Task directions — Copy word for word the stretch of the article on ultrasound tumor imaging from "Through this binding" through "of blood vessels.".

Given passage —
------------------------------------
An innovative new technique developed by UNC researchers could enable doctors to visualise tumours without using radiation in a more cost effective way.
Compared to X-rays, CT scans, and MRIs, ultrasound not only provides an alternative which is less expensive, but more importantly, it is a radiation-free technology for detecting and monitoring cancer. Still, due to limited clarity and resolution issues, its use has been limited.
Providing a way around these limitations, a team of researchers from the UNC School of Medicine has pioneered a new method by combining ultrasound with a contrast agent composed of tiny bubbles. These are capable of pairing with an antibody that many cancer cells produce at higher levels than normal cells do.
Through this binding process to the protein SFRP2, the microbubble contrast agent greatly enhances the resolution and tumour-detecting ability of scans produced by ultrasound. Publishing their findings in PLOS ONE, UNC Lineberger Comprehensive Cancer Center members Nancy Klauber-Demore, MD, professor of surgery and Paul Dayton, PhD, professor of biomedical engineering, described how they succeeded in visualising lesions created by angiosarcoma, a malignant cancer that develops on the walls of blood vessels.
As Klauber-DeMore explained, the SFRP2-moleculary targeted contrast agent showed specific visualisation of the tumor vasculature while there was no visualisation of normal blood vessels. This result suggests to the authors that the contrast agent may help distinguish malignant from benign masses found on imaging.
Based on their pioneering discovery that angiosarcoma cells produce an excess of SFRP2, Klauber-DeMore’s team concentrated on ways to utilise the protein in order to better monitor the progress of the cancer within blood vessels. Through the use of a mouse model, the researchers delivered the microbubble contrast agent via intravenous injection and tracked it using ultrasound.
Due to the fact that SFRP2 is expressed in many cancers such as breast, colon, pancreas, ovarian, and kidney tumours, it is hoped that this method could potentially be efficient on a wide range of cancer types. The team’s next objective is to determine how well the technique works with these other tumor types, as well as to study its effect on breast cancer.
Previous research has indicated that SFRP2 levels in tumours increase as tumours develop, hence Klauber-DeMore and her colleagues will also investigate whether the technique can be used to track tumour growth, making it useful in monitoring patient response to chemotherapy. Additionally, they will look into whether very small tumors can also be detected and visualised this way.
Ultrasound is less expensive than commonly used imaging methods, hence making it a cost effective method in cancer treatments, and since an ultrasound machine is more portable than other imaging devices, it may be useful in providing treatment in rural areas.
------------------------------------
Data supplied —

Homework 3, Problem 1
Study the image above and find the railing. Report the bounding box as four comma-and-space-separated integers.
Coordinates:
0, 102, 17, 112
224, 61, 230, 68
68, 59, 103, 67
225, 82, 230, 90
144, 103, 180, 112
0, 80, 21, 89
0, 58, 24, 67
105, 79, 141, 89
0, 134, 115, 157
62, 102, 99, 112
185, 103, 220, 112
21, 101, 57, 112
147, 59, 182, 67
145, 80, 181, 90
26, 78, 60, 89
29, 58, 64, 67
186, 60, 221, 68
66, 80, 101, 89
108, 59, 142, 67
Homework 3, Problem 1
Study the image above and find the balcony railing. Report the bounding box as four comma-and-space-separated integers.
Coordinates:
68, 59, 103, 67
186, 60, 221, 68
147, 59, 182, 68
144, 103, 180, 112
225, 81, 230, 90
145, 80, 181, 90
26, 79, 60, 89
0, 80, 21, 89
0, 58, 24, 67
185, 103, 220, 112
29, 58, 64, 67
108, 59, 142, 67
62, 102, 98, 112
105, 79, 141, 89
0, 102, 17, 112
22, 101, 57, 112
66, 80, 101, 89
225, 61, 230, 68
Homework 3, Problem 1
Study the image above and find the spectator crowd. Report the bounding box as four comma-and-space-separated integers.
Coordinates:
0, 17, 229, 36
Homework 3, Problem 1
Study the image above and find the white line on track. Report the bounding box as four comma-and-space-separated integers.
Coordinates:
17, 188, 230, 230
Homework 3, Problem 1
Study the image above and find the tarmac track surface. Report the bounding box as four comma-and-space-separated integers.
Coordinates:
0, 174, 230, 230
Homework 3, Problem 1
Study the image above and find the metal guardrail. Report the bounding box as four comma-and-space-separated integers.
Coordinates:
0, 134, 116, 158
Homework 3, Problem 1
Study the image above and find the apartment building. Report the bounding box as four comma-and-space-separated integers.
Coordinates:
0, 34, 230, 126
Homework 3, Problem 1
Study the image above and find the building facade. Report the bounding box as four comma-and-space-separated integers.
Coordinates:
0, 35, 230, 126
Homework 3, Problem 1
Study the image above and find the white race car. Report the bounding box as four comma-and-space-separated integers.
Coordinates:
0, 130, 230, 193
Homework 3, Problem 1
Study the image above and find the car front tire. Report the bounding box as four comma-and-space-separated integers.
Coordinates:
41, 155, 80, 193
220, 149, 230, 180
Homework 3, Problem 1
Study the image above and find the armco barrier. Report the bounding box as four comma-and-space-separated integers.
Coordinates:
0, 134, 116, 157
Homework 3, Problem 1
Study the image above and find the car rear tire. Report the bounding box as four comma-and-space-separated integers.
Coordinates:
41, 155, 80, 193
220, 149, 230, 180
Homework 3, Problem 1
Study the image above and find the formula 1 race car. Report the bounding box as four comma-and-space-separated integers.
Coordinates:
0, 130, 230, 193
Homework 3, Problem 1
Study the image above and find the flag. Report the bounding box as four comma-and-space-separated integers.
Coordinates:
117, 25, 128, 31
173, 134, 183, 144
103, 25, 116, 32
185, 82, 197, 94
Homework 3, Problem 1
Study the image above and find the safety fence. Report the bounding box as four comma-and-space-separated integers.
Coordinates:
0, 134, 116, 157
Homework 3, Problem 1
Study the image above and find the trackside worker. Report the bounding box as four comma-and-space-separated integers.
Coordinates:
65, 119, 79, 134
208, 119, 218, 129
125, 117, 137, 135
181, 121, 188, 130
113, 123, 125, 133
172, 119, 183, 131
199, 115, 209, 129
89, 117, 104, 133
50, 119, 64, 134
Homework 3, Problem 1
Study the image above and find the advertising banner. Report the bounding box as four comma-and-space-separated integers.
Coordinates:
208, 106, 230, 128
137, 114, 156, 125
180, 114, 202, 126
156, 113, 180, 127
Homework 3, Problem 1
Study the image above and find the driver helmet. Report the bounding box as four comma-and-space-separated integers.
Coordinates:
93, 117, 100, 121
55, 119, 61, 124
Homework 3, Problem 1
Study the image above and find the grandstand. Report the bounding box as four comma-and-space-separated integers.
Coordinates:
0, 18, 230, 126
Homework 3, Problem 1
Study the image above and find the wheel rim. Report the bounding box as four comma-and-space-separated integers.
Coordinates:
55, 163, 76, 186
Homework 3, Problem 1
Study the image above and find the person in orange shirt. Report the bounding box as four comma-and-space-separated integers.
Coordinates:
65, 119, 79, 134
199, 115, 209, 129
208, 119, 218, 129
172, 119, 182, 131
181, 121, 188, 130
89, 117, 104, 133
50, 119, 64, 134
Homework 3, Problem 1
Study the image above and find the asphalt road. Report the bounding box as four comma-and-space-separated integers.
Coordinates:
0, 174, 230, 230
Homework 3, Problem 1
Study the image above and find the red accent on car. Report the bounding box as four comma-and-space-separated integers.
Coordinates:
------------------------------------
Written solution —
Through this binding process to the protein SFRP2, the microbubble contrast agent greatly enhances the resolution and tumour-detecting ability of scans produced by ultrasound. Publishing their findings in PLOS ONE, UNC Lineberger Comprehensive Cancer Center members Nancy Klauber-Demore, MD, professor of surgery and Paul Dayton, PhD, professor of biomedical engineering, described how they succeeded in visualising lesions created by angiosarcoma, a malignant cancer that develops on the walls of blood vessels.